::: Source extract :::

Oh man, if only we were as competent as a nation as *checks notes* ****in every other civilized nation on the planet.

It's only "virtually impossible" because business interests and right wing idiots oppose it, and the Senate is inherently structured to overrepresent rural states.
 
I posted a link. As usual, both the left and the right claim that if they shove their policies down everyone's throats, it will benefit "over 90% of the population".

"70% of Americans are happy with their health insurance" does not stop them from benefiting from M4A. You brought up an utterly irrelevant, completely subjective data point.

Get us some data on health care satisfaction from people who have had a family member get seriously injured or sick. Bet you see something entirely different. It's easy to be satisfied with insurance you never have had to really use. I'm satisfied with the fire extinguisher under my sink, because I've never set my house on fire.
 
Great, then you agree with me.

No I don't agree with you. Your argument seems to be that we should only do something about people that are uninsured and have no further reforms to the healthcare system.

::: Entries provided :::

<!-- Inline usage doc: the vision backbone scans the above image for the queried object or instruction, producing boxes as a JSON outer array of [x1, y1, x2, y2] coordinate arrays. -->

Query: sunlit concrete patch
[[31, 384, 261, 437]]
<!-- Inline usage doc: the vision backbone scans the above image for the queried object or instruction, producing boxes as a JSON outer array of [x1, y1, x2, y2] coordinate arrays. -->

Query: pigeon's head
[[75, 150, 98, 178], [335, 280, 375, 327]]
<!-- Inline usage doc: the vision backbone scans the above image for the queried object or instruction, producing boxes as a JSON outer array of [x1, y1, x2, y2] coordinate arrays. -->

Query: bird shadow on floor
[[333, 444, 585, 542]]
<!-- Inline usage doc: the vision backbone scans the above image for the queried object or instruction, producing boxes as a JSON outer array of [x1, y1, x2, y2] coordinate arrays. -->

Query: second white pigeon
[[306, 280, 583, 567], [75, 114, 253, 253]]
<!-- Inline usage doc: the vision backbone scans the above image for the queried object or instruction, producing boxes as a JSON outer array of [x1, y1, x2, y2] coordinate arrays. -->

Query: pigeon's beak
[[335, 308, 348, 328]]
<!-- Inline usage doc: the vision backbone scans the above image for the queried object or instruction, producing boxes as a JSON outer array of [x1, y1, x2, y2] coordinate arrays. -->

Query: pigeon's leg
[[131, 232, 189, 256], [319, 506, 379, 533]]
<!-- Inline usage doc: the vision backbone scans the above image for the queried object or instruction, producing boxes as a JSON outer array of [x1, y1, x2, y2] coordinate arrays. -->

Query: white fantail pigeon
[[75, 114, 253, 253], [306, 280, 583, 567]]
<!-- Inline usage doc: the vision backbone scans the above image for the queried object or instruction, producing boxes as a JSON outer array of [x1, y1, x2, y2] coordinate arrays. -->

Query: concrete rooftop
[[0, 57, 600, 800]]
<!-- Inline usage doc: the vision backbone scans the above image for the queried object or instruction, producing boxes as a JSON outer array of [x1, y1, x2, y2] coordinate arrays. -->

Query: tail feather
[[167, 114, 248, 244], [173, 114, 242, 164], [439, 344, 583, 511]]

:::

**Tasks to perform:**
• A. Retype everything from "Get us some" down to "house on fire." in the health care discussion.
• B. What share of Americans does the quoted line in the health care discussion say are happy with their health insurance?

**Per-task outputs:**
• A.
Get us some data on health care satisfaction from people who have had a family member get seriously injured or sick. Bet you see something entirely different. It's easy to be satisfied with insurance you never have had to really use. I'm satisfied with the fire extinguisher under my sink, because I've never set my house on fire.

• B. 70%